[THE REQUEST] Render the entries from the line holding "TARGET = dog illustration" through the end of the entries, both included, as a two-column CSV headed entry and answer. Give one row per entry, with its text and its answer each in a single quoted field and line breaks replaced by spaces.

[PROVIDED INFORMATION]
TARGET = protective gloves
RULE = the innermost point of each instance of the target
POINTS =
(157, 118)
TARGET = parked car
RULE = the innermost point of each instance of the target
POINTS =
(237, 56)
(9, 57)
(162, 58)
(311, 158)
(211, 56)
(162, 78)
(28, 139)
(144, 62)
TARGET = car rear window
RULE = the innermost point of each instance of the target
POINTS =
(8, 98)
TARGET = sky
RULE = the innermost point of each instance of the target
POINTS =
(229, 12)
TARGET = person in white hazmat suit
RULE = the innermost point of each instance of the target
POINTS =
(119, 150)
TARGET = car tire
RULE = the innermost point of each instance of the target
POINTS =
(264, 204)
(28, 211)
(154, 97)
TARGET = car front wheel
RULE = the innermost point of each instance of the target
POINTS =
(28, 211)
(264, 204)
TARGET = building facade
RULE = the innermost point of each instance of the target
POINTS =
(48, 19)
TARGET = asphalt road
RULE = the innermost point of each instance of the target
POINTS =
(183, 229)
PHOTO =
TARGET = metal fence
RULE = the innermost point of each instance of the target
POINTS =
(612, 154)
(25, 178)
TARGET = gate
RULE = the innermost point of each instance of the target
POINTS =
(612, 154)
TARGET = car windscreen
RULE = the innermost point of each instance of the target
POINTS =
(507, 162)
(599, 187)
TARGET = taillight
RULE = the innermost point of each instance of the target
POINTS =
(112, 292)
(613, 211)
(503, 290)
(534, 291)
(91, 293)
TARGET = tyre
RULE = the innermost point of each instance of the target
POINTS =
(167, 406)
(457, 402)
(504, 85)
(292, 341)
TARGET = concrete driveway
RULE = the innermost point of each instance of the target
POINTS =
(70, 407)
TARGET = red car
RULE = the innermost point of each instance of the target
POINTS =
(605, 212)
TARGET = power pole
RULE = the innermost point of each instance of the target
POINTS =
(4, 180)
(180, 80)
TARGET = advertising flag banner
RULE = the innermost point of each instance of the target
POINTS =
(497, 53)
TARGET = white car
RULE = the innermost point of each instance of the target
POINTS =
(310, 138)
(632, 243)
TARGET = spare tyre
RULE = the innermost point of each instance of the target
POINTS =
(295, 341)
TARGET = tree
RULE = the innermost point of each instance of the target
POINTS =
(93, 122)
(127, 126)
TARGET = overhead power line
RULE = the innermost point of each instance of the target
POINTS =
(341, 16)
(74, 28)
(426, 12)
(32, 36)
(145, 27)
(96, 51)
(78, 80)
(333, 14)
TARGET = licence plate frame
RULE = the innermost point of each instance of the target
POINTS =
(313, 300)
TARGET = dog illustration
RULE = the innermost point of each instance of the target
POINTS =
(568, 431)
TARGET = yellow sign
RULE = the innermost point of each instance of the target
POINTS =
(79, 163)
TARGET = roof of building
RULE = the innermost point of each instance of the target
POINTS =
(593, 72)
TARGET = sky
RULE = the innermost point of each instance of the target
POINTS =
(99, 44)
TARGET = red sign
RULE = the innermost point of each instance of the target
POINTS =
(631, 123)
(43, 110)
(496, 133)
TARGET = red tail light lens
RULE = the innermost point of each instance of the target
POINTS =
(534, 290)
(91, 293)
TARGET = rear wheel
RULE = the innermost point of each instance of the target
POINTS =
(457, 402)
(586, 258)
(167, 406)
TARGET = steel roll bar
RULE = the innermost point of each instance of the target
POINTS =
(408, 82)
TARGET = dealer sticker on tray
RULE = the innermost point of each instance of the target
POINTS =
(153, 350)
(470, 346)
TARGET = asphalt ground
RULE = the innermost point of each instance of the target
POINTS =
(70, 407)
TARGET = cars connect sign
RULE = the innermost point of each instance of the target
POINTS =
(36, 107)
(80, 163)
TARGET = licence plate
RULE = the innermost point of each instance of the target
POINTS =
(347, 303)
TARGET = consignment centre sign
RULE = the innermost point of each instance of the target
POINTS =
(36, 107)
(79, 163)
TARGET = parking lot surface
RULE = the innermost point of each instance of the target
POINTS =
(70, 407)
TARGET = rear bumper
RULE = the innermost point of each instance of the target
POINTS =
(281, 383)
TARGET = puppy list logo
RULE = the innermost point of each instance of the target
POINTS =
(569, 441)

[OUTPUT]
entry,answer
"TARGET = dog illustration RULE = the innermost point of each instance of the target POINTS =","(568, 431)"
"TARGET = yellow sign RULE = the innermost point of each instance of the target POINTS =","(79, 163)"
"TARGET = roof of building RULE = the innermost point of each instance of the target POINTS =","(593, 72)"
"TARGET = sky RULE = the innermost point of each instance of the target POINTS =","(99, 44)"
"TARGET = red sign RULE = the innermost point of each instance of the target POINTS =","(631, 123) (43, 110) (496, 133)"
"TARGET = red tail light lens RULE = the innermost point of each instance of the target POINTS =","(534, 290) (91, 293)"
"TARGET = rear wheel RULE = the innermost point of each instance of the target POINTS =","(457, 402) (586, 258) (167, 406)"
"TARGET = steel roll bar RULE = the innermost point of each instance of the target POINTS =","(408, 82)"
"TARGET = dealer sticker on tray RULE = the innermost point of each instance of the target POINTS =","(153, 350) (470, 346)"
"TARGET = asphalt ground RULE = the innermost point of each instance of the target POINTS =","(70, 407)"
"TARGET = cars connect sign RULE = the innermost point of each instance of the target POINTS =","(36, 107) (80, 163)"
"TARGET = licence plate RULE = the innermost point of each instance of the target POINTS =","(347, 303)"
"TARGET = consignment centre sign RULE = the innermost point of each instance of the target POINTS =","(36, 107) (79, 163)"
"TARGET = parking lot surface RULE = the innermost point of each instance of the target POINTS =","(70, 407)"
"TARGET = rear bumper RULE = the innermost point of each instance of the target POINTS =","(281, 383)"
"TARGET = puppy list logo RULE = the innermost point of each instance of the target POINTS =","(569, 441)"